**TASKS:**
**a.** In the forum post about the left outer join, which column of the right table has nullable=false?
**b.** Retype the passage of the forum post about the left outer join, starting with "val rightColumns = rightDF.columns.filterNot(cn" and going on through "for the select.".

+++ TEXT SEGMENT

Dear Michael, dear all,
a minimal example is listed below.
After some further analysis I could figure out, that the problem is related
to the *leftOuterJoinWithRemovalOfEqualColumn*-Method, as I use columns of
the left and right dataframes when doing the select on the joined table.
/**
* Customized left outer join on common column.
*/
def leftOuterJoinWithRemovalOfEqualColumn(leftDF: DataFrame,
rightDF: DataFrame, commonColumnName: String): DataFrame = {
val leftColumns = leftDF.columns.map((cn: String) => leftDF(cn))
val rightColumns = rightDF.columns.filterNot(cn =>
cn.equals(commonColumnName)).map(cn => rightDF(cn))
leftDF.join(rightDF, leftDF(commonColumnName) ===
rightDF(commonColumnName), "leftouter")
.select(leftColumns ++ rightColumns: _*)
}
As the column "y" of the right table has nullable=false, this is then
also transferred to the joined-Table y-Column, as I use rightDF( "y"
).
Thus, I need to use columns of the joined table for the select.
*Question now: The joined table has column names "x", "a", "x", "y".
How do I discard the second x column?*
All my approaches failed (assuming here, that joinedDF is the joined DataFrame.

++++++
+++ DATASET ROWS

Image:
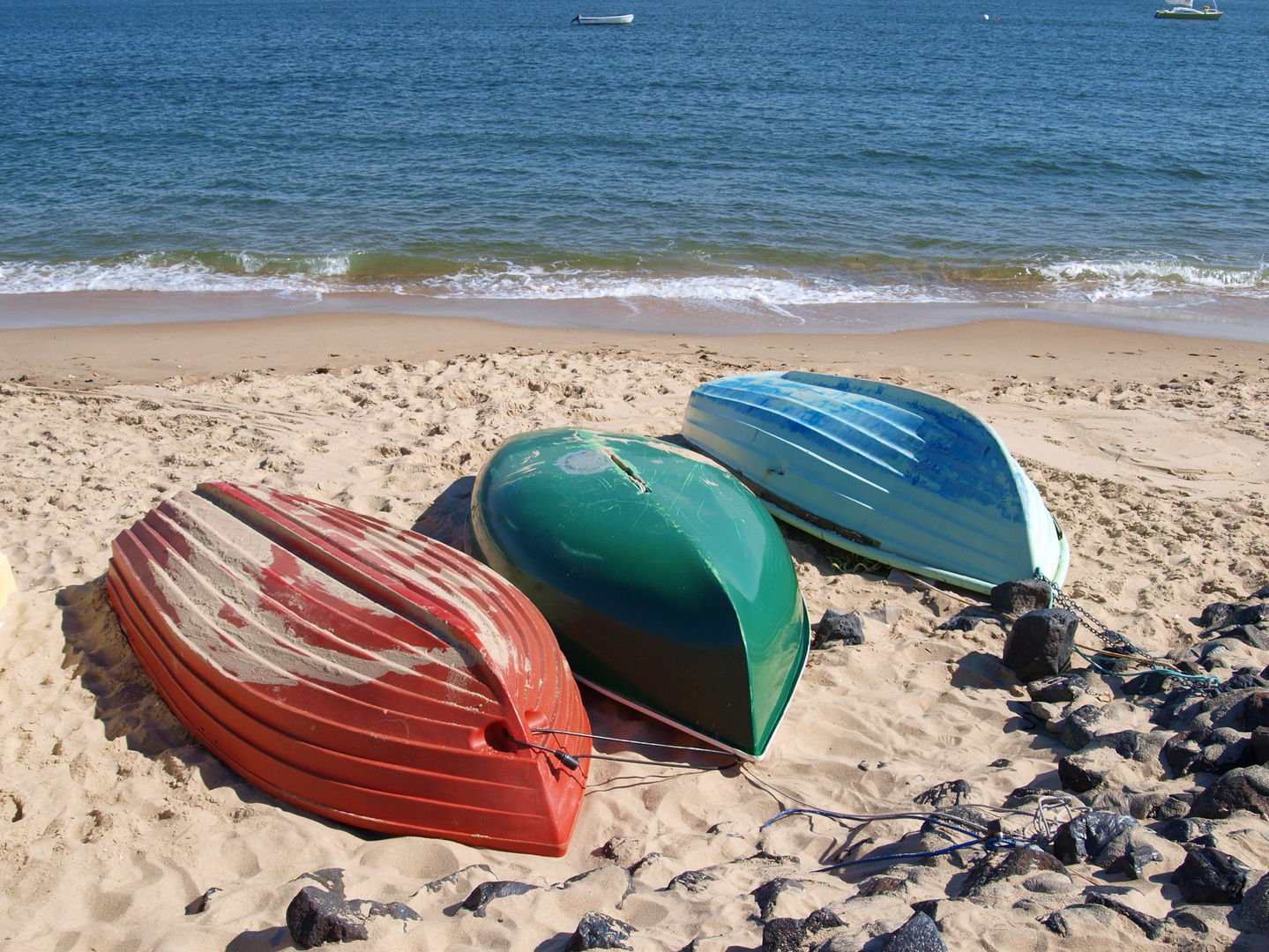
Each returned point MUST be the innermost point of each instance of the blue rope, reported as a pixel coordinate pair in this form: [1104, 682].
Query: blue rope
[928, 818]
[986, 842]
[1169, 672]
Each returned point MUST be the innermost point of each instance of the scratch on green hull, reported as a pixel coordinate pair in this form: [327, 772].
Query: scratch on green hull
[667, 582]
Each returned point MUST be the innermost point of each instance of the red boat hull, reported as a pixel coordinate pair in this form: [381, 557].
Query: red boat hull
[355, 670]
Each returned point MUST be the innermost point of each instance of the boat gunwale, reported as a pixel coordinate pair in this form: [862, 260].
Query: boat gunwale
[825, 529]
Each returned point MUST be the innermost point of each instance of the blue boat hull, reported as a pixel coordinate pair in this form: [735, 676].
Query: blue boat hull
[885, 472]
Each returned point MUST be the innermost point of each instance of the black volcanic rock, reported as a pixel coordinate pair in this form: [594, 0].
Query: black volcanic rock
[1211, 876]
[1040, 643]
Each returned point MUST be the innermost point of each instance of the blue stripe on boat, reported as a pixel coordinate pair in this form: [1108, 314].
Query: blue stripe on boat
[891, 473]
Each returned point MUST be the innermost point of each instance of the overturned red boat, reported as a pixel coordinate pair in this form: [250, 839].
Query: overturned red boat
[366, 673]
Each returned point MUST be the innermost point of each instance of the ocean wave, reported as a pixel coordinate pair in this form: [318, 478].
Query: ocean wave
[538, 283]
[1139, 280]
[160, 272]
[915, 281]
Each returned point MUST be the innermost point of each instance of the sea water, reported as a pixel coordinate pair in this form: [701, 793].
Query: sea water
[773, 162]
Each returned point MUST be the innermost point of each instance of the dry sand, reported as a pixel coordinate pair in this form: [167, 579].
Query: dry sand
[1150, 450]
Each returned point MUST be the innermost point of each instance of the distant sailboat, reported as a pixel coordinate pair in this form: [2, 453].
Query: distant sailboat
[1185, 11]
[604, 20]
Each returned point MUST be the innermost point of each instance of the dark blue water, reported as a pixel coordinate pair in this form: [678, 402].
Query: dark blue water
[778, 152]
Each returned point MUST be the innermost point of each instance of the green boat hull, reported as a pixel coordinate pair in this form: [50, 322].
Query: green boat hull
[667, 582]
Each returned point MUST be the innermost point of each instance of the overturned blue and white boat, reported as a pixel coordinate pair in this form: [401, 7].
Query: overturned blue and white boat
[885, 472]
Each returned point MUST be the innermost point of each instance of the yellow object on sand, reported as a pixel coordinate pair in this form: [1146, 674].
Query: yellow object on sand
[8, 586]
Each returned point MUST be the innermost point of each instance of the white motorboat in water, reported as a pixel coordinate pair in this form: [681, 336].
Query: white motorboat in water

++++++

**SOLUTION SET:**
**a.** Column "y"

**b.**
val rightColumns = rightDF.columns.filterNot(cn =>
cn.equals(commonColumnName)).map(cn => rightDF(cn))
leftDF.join(rightDF, leftDF(commonColumnName) ===
rightDF(commonColumnName), "leftouter")
.select(leftColumns ++ rightColumns: _*)
}
As the column "y" of the right table has nullable=false, this is then
also transferred to the joined-Table y-Column, as I use rightDF( "y"
).
Thus, I need to use columns of the joined table for the select.